# DOCUMENT SEGMENT
|---|
US stem cell researchers have called for prohibitions on the payment of compensation to egg donors to be removed if an egg shortage crisis is to be avoided. In an article published in Nature last week, Kevin Eggan and Douglas Melton from Harvard University's Stem Cell Institute claim the lack of available eggs is hindering the progress of stem cell research in the US. They explain how researchers are facing difficulties in obtaining human eggs for use in 'therapeutic cloning' because in the states that prohibit researchers to pay egg donors woman are choosing to donate their eggs to fertility clinics instead. Fertility clinics are permitted to pay donors, who can receive up to $10,000 per donation, but some states do not allow payments to be made in cases where eggs are donated for research purposes. In these situations, stem cell researchers must instead rely on 'spare' eggs left over after IVF or on donors to give eggs altruistically.
|---|
# DATA EXTRACTS
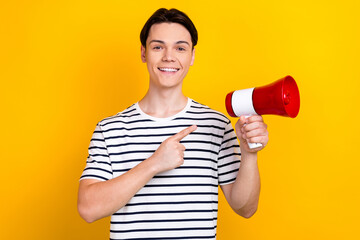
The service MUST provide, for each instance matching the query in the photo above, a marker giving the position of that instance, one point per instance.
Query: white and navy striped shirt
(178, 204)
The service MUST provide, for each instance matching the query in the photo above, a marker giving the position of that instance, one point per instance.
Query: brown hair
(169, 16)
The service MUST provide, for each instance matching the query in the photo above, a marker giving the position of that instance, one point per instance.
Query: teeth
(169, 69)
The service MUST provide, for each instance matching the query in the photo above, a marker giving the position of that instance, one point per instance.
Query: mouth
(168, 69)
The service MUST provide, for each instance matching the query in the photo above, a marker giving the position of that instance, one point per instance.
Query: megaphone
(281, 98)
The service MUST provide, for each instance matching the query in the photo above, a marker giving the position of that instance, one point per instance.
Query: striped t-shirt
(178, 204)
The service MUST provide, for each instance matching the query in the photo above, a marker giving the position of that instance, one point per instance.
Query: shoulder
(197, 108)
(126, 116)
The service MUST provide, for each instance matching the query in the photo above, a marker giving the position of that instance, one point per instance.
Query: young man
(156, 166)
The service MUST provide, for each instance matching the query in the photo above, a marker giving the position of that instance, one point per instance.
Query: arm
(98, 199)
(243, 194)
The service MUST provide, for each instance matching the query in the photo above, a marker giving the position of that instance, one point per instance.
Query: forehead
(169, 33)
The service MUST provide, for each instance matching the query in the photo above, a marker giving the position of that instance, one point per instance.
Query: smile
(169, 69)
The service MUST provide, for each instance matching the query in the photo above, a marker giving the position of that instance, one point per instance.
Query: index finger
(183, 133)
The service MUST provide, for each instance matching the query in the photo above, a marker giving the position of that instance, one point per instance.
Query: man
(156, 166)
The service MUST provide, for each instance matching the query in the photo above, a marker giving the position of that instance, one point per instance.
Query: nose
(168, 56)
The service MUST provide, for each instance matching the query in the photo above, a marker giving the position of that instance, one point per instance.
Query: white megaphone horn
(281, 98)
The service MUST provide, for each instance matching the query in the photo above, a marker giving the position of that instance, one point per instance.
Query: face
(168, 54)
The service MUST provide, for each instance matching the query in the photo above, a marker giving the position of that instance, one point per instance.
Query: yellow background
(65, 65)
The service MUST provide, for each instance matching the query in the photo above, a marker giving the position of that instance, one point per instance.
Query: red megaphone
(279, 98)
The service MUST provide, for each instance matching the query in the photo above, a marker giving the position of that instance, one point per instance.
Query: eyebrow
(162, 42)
|---|
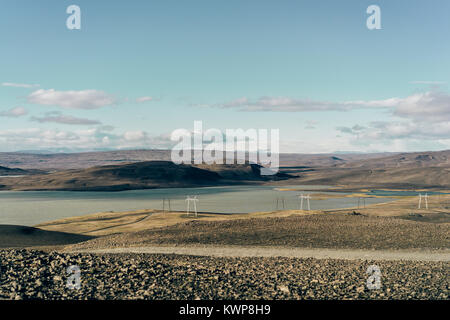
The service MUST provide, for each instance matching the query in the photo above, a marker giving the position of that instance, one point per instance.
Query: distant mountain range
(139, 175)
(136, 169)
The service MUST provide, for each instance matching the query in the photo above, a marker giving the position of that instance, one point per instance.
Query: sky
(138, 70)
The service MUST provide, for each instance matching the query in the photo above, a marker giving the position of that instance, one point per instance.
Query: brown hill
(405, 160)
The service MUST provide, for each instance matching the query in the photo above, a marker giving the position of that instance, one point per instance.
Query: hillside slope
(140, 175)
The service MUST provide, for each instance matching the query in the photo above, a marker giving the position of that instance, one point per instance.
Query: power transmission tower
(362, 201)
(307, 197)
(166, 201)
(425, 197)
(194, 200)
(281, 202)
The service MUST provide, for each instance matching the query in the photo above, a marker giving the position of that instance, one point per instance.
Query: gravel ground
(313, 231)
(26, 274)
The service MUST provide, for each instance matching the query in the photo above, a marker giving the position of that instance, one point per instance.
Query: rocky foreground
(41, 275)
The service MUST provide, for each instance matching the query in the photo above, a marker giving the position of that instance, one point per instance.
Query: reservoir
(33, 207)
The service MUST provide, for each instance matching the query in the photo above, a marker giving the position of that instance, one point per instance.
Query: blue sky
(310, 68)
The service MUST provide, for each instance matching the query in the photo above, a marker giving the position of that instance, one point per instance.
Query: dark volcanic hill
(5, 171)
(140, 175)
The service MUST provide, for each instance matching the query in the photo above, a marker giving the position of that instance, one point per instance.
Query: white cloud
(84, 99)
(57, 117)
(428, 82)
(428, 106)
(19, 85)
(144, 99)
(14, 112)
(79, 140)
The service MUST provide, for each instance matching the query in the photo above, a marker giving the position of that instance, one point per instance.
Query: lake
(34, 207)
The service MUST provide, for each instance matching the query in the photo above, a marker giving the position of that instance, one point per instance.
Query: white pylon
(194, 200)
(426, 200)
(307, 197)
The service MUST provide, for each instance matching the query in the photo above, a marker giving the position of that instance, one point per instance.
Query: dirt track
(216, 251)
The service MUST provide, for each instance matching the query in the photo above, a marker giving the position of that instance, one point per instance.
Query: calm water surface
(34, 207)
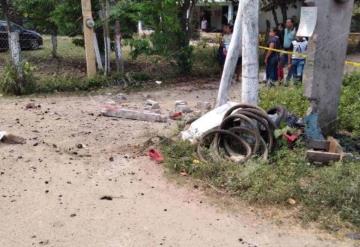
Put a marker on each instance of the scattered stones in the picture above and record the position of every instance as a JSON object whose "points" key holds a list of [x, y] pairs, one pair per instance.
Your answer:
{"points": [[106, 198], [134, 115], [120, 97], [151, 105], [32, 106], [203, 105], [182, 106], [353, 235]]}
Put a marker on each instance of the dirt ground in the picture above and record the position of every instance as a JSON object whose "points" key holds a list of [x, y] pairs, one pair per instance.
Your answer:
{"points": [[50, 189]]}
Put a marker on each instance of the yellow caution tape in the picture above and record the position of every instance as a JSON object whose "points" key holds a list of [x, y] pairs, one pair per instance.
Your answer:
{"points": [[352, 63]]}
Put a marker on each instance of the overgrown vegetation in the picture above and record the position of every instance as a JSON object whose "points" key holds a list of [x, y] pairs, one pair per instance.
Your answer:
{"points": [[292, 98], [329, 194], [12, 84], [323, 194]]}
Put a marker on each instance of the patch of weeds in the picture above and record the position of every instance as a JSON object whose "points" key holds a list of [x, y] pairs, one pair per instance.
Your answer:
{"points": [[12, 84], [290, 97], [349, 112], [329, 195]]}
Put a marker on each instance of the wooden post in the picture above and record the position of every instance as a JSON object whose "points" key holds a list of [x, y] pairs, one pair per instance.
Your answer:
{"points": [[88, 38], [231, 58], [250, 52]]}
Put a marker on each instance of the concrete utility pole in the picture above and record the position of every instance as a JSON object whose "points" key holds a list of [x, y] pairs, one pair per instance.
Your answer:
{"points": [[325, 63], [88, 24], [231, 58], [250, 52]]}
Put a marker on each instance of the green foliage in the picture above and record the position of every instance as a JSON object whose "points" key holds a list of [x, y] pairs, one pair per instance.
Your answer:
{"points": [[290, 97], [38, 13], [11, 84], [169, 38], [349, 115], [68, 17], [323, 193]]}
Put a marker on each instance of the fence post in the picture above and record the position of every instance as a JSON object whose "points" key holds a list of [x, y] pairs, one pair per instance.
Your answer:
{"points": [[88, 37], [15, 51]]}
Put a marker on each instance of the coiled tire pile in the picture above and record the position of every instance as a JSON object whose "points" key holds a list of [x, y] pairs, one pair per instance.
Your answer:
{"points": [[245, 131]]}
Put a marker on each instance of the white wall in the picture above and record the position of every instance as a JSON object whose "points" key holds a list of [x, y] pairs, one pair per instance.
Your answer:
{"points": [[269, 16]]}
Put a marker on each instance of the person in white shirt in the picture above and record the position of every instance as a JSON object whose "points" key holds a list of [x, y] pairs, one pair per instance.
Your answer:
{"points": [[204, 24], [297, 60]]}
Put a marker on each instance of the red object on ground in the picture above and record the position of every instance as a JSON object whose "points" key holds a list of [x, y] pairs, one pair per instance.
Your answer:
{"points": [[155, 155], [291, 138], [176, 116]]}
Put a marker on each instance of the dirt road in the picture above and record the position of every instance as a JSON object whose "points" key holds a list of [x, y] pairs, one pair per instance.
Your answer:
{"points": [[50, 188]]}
|---|
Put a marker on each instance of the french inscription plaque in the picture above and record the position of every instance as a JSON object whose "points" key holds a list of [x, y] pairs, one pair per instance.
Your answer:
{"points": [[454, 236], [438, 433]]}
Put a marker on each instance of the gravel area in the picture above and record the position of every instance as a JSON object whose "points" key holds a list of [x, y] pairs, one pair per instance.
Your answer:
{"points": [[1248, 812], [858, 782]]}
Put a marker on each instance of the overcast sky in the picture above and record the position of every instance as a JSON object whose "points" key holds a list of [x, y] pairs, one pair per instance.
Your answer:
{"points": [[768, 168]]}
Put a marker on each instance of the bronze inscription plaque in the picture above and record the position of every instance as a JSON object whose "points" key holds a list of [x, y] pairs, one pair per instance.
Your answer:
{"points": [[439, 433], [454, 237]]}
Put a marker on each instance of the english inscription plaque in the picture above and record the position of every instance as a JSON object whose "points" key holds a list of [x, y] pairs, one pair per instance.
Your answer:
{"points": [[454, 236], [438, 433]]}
|---|
# SET OF TASKS
A - Condense the paragraph of the egg donation passage that begins "US stem cell researchers have called" into a short bulleted list that keeps its main facts.
B - According to the egg donation passage, how much can a donor receive per donation from a fertility clinic?
C - Write the next part of the egg donation passage, picking up after its final sentence.
The lines above are separate material and are unrelated to the egg donation passage.

# ANSWERS PROVIDED
A -
- US stem cell researchers want bans on paying egg donors lifted to avoid an egg shortage crisis.
- In a Nature article, Kevin Eggan and Douglas Melton of Harvard University's Stem Cell Institute argue that the lack of eggs is holding back US stem cell research.
- In states that prohibit paying donors for research, women choose to donate their eggs to fertility clinics instead, so researchers struggle to get eggs for 'therapeutic cloning.'
- Fertility clinics may pay donors up to $10,000 per donation, but some states forbid payment when eggs are donated for research.
- Researchers in those states must rely on 'spare' eggs left over after IVF or on altruistic donors.

B - Up to $10,000 per donation.

C -
Eggs are necessary for SCNT - so called 'therapeutic cloning' - which some believe could lead treatments for a number of diseases. The technique involves extracting genetic material from a host patient and inserting it into a human egg which is then fertilised. The resulting embryo, from which stem cells can then be extracted, will be an identical genetic match to the host patient.
There is no federal legislation governing egg donation in the US and it is left up to each state to regulate in this area. The states of California and Massachusetts - both of which have passed measures that allocate state funds to therapeutic cloning (embryonic stem cell (ES cell) research is not federally funded in the US and some states have legislated to ban 'therapeutic cloning' on ethical grounds) - have put in place prohibitions on compensating egg donors. The article suggests these restrictions came about in part as a political compromise to appease opposition when introducing pro-cloning measures.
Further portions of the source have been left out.